Dewan Kehormatan Cabang/Daerah
bersidang dengan Majelis yang terdiri sekurangkurangnya atas 3 (tiga) orang
anggota yang salah satu merangkap sebagai Ketua Majelis, tetapi harus selalu
berjumlah ganjil.
2.
Majelis dapat terdiri
dari Dewan Kehormatan atau ditambah dengan Anggota Majelis Kehormatan Ad Hoc
yaitu orang yang menjalankan profesi dibidang hukum serta mempunyai pengetahuan
dan menjiwai Kode Etik Advokat.
3.
Majelis dipilih dalam
rapat Dewan Kehormatan Cabang/Daerah yang khusus dilakukan untuk itu yang
dipimpin oleh Ketua Dewan Kehormatan Cabang/Daerah atau jika ia berhalangan
oleh anggota Dewan lainnya yang tertua,
4.
Setiap dilakukan
persidangan, Majelis Dewan Kehormatan diwajibkan membuat atau menyuruh membuat
berita acara persidangan yang disahkan dan ditandatangani oleh Ketua Majelis
yang menyidangkan perkara itu.
5.
Sidang-sidang dilakukan
secara tertutup, sedangkan keputusan diucapkan dalam sidang terbuka.
Bagian Keenam
CARA PENGAMBILAN KEPUTUSAN
Pasal 15
1.
Setelah memeriksa dan
mempertimbangkan pengaduan, pembelaan, surat-surat bukti dan keterangan
saksi-saksi maka Majelis Dewan Kehormatan mengambil Keputusan yang dapat
berupa:
a.
Menyatakan pengaduan
dari pengadu tidak dapat diterima;
b.
Menerima pengaduan dari
pengadu dan mengadili serta menjatuhkan sanksisanksi kepada teradu;
c.
Menolak pengaduan dari
pengadu.
2.
Keputusan harus memuat
pertimbangan-pertimbangan yang menjadi dasarnya dan menunjuk pada pasal-pasal
Kode Etik yang dilanggar.
3.
Majelis Dewan Kehormatan
mengambil keputusan dengan suara terbanyak dan mengucapkannya dalam sidang
terbuka dengan atau tanpa dihadiri oleh pihak-pihak yang bersangkutan, setelah
sebelumnya memberitahukan hari, tanggal dan waktu persidangan tersebut kepada
pihak-pihak yang bersangkutan.
==*==
● **LATIHAN TERTULIS 1**
Menurut kutipan tentang Dewan Kehormatan, dengan cara apa Majelis Dewan Kehormatan mengambil keputusan?
● **LATIHAN TERTULIS 2**
Kutip bagian dari kutipan tentang Dewan Kehormatan, mulai dari "Setiap dilakukan" sampai dengan "menyidangkan perkara itu.".
● **LATIHAN TERTULIS 3**
Alihkan kalimat dari kutipan tentang Dewan Kehormatan ini ke dalam bahasa Inggris: "Sidang-sidang dilakukan secara tertutup, sedangkan keputusan diucapkan dalam sidang terbuka."

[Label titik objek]
==*==
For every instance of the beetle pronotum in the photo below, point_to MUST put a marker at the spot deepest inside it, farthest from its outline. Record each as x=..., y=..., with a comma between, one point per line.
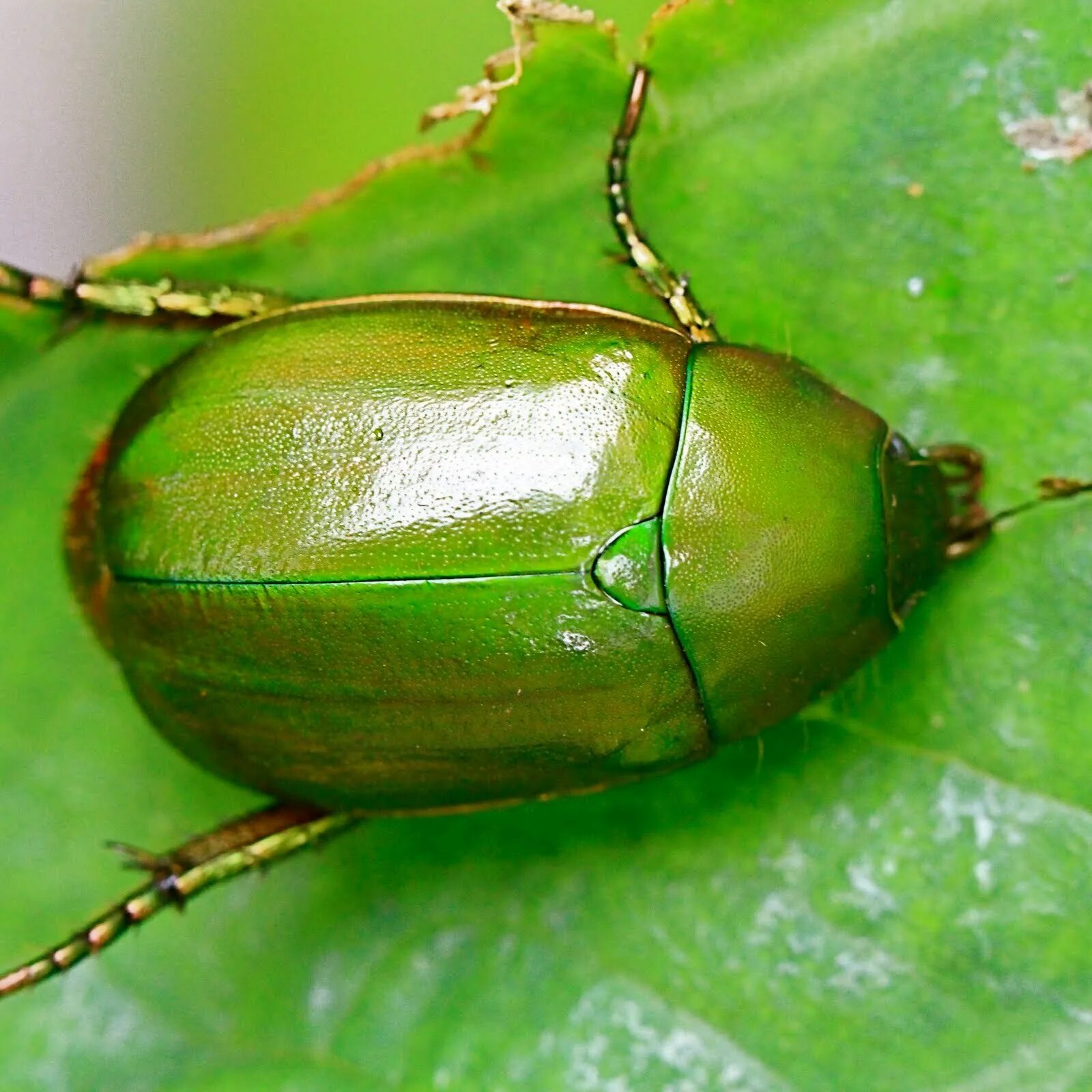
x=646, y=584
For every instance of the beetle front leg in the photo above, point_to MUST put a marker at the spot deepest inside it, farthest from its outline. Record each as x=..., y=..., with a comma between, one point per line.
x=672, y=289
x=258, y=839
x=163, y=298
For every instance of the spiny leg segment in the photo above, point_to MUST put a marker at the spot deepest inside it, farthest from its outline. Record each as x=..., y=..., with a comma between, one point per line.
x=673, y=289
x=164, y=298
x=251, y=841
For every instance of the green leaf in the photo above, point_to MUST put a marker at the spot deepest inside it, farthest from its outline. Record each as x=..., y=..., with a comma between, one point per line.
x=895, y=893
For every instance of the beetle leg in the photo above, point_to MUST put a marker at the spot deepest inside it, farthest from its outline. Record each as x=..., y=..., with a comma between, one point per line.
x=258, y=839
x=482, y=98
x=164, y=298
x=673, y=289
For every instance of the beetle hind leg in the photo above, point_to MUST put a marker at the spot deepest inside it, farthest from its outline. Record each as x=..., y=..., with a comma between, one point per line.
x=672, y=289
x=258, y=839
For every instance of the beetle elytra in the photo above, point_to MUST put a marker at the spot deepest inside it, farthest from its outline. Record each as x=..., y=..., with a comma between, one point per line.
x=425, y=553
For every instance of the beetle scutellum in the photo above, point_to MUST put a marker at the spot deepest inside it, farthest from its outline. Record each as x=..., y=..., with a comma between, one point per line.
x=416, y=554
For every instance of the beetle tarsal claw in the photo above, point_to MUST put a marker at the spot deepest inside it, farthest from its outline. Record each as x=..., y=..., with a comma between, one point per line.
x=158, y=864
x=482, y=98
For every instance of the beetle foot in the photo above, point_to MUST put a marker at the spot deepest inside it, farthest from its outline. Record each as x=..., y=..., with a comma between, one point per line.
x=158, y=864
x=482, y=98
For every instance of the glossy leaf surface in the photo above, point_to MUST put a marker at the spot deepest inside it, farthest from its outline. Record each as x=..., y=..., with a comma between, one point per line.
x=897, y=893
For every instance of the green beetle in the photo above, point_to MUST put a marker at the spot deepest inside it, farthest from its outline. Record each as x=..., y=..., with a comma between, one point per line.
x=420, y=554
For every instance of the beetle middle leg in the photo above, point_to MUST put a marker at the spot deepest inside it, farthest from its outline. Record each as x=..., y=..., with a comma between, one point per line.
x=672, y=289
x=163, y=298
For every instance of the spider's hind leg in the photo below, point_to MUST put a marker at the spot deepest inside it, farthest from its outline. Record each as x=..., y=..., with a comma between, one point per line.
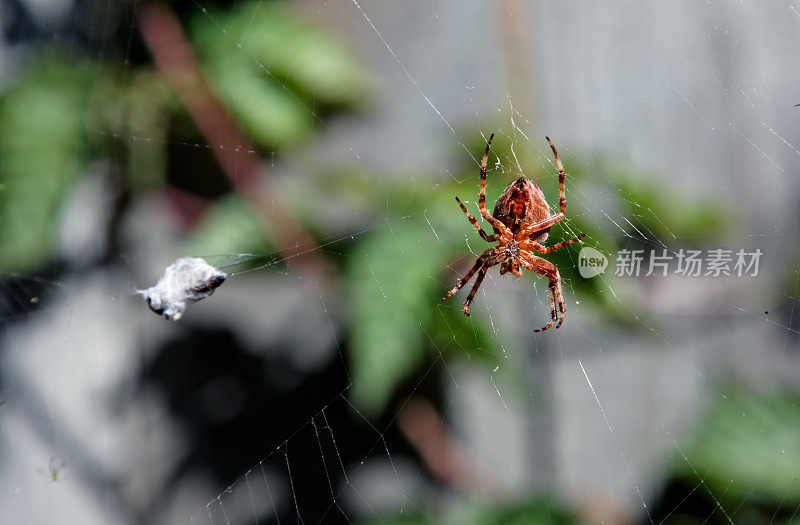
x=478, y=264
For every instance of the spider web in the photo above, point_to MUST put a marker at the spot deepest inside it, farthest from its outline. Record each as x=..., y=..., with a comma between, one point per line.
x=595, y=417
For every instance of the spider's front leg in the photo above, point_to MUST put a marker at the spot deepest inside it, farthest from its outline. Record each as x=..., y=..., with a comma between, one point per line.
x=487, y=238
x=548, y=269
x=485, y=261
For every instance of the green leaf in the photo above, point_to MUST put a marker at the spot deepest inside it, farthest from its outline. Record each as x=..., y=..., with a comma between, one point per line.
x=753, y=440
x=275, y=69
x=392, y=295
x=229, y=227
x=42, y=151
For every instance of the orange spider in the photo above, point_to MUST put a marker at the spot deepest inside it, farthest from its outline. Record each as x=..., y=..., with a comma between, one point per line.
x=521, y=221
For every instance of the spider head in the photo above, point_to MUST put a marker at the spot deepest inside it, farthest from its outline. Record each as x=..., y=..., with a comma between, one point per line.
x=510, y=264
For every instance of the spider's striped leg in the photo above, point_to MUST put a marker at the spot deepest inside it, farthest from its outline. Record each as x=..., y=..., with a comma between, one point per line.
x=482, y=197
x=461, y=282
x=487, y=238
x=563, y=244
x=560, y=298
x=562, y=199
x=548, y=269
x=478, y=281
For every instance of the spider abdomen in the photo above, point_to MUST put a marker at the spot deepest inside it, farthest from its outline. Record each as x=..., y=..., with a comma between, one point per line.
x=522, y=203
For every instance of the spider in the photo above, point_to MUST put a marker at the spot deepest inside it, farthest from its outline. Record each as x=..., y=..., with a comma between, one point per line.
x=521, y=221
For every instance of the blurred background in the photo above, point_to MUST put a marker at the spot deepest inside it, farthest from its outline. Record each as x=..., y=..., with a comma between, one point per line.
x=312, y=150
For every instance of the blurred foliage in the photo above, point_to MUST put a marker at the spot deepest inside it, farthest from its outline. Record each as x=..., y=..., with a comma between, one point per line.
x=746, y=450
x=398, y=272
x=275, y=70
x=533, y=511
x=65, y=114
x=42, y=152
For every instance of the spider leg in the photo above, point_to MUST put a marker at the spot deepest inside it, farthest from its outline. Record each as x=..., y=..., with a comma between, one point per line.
==*==
● **JAWABAN LENGKAP 1**
Dengan suara terbanyak.

● **JAWABAN LENGKAP 2**
Setiap dilakukan
persidangan, Majelis Dewan Kehormatan diwajibkan membuat atau menyuruh membuat
berita acara persidangan yang disahkan dan ditandatangani oleh Ketua Majelis
yang menyidangkan perkara itu.

● **JAWABAN LENGKAP 3**
Hearings are held behind closed doors, while decisions are announced in an open session.